Object pointing dataset rows:
-------------------------
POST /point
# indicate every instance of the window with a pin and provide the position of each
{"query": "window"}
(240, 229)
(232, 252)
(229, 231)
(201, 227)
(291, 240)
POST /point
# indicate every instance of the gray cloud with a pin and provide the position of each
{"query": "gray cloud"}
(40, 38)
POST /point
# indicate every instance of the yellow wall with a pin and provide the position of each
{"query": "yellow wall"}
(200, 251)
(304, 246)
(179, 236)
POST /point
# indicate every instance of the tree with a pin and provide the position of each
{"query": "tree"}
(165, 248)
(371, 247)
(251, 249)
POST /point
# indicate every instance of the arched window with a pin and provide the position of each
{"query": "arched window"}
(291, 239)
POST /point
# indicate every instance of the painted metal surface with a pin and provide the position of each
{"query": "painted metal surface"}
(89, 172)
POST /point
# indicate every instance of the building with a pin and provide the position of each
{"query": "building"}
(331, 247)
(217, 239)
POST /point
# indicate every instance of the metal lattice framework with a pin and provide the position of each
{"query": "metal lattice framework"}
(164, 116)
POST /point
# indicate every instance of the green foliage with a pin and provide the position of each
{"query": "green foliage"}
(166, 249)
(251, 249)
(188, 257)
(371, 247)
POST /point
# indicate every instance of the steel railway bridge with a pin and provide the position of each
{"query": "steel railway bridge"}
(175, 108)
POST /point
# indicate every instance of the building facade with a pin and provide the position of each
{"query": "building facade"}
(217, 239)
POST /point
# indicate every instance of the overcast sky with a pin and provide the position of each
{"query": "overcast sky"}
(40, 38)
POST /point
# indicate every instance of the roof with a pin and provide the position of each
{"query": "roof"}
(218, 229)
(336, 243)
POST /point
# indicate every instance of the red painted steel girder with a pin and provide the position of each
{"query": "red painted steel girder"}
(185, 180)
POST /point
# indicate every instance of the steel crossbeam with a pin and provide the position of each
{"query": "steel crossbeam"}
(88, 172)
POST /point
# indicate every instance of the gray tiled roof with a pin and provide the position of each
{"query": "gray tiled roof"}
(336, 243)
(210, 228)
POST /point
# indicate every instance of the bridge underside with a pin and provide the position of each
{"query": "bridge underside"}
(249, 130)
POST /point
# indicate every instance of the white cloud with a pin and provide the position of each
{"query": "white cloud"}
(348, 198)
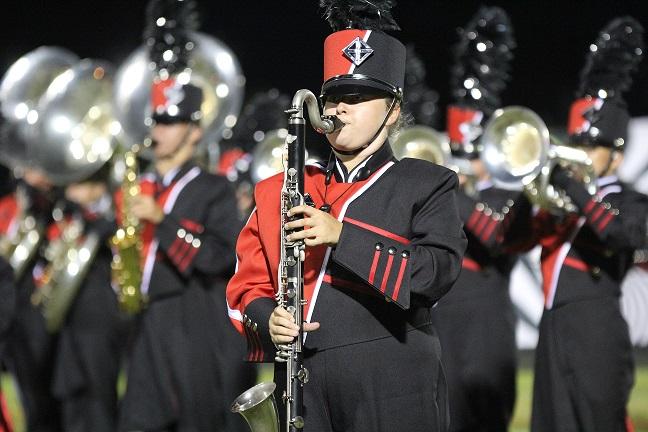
-------------------------
== Directions ==
Count the lines in the data above that contain the word "arched". Reply with the number alone.

== Solved exercise ==
2